Problems:
- a) In the staffing employment report, what overall size did the temp industry reach in October?
- b) Continue the report on temporary staffing employment from the point where it stops.

Text passage:
______________________________

Staffing agencies placed 13,600 more workers in October, growing the overall temp industry to 2.54 million. That’s a 7.7% increase over the last 12 months, and the new hires accounted for 8% of the total jobs created during the month, according to numbers from the U.S. Bureau of Labor Statistics.
However, in the BLS report issued Friday, September’s numbers were adjusted down from the previous month’s report by 7,100. That essentially makes it a wash for job gains in the temp sector over the last three months.
The broader employment services category, which includes the temp industry, registered a gain in October of 15,800 workers. The 2,200 non-temp jobs came from hiring by professional employment organizations, search firms, registries, and employment placement agencies. Specific data for these sectors isn’t available until a month after the initial report is issued.

______________________________

Labeled shape lines:
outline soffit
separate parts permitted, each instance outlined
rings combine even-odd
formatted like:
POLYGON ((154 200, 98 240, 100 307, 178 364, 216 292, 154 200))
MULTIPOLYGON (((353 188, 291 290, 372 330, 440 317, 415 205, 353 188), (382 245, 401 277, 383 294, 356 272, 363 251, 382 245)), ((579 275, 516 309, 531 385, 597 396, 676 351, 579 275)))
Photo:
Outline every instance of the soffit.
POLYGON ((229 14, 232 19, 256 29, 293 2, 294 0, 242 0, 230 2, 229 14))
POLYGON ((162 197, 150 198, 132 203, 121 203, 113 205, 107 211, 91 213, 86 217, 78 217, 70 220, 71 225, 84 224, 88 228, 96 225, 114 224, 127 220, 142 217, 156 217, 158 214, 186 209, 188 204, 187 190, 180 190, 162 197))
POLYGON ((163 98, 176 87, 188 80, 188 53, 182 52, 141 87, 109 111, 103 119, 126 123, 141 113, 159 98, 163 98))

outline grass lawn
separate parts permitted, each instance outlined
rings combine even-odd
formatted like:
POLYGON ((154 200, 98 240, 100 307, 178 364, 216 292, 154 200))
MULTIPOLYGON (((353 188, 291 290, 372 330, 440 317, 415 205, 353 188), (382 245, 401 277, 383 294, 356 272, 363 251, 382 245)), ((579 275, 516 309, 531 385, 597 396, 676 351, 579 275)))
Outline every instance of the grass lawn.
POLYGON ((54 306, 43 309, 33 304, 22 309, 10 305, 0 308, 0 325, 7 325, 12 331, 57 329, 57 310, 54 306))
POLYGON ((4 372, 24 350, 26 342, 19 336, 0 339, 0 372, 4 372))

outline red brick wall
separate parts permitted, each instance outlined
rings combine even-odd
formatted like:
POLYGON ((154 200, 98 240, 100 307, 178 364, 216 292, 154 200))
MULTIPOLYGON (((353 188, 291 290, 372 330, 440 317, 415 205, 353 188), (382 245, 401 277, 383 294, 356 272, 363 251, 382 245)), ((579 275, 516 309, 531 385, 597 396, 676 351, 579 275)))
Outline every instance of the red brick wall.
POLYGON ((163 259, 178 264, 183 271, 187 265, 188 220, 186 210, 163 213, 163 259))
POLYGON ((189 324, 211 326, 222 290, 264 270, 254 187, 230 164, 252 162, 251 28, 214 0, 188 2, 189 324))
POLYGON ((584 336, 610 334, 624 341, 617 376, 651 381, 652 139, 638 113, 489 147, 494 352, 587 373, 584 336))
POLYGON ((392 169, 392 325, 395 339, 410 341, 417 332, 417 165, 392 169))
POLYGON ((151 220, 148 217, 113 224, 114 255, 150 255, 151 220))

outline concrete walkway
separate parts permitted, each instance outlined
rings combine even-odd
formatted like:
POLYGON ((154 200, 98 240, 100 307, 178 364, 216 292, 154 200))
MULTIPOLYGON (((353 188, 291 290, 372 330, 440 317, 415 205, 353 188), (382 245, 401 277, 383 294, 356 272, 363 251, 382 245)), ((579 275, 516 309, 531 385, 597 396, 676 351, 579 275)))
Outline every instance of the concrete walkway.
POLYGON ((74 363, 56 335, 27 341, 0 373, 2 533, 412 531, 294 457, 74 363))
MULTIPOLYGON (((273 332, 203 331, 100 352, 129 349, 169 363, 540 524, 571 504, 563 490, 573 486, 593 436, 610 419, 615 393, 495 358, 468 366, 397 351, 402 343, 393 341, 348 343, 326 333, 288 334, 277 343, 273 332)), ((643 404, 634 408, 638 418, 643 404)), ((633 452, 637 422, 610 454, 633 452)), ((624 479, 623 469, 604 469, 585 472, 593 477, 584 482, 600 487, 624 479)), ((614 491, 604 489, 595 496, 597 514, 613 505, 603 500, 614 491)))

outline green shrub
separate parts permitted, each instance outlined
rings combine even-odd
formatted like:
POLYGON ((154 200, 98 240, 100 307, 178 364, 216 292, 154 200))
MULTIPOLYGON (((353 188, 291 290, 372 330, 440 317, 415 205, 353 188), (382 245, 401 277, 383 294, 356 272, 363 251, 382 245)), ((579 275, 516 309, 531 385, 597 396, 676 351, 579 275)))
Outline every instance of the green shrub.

______________________________

Written responses:
- a) 2.54 million workers.

- b)
In September, executive search firms were down 600 workers, the first decline after six months of gains, which added 2,400 workers. (These counts are for recruiters and other personnel hired and employed by search firms, not the number of individuals they place.) Total search firm employment was 32,900 in September, a gain of 3,100 positions over September 2011.
Overall employment in the search industry is at its highest point in the last 10 years.
Employment placement agencies also shed staff in September, declining by 1,500 workers. Even with that cut, placement agencies have added 10,500 new jobs since the beginning of the year for a total employment count in September of 258,900. That’s an increase of almost 15,000 over September 2011.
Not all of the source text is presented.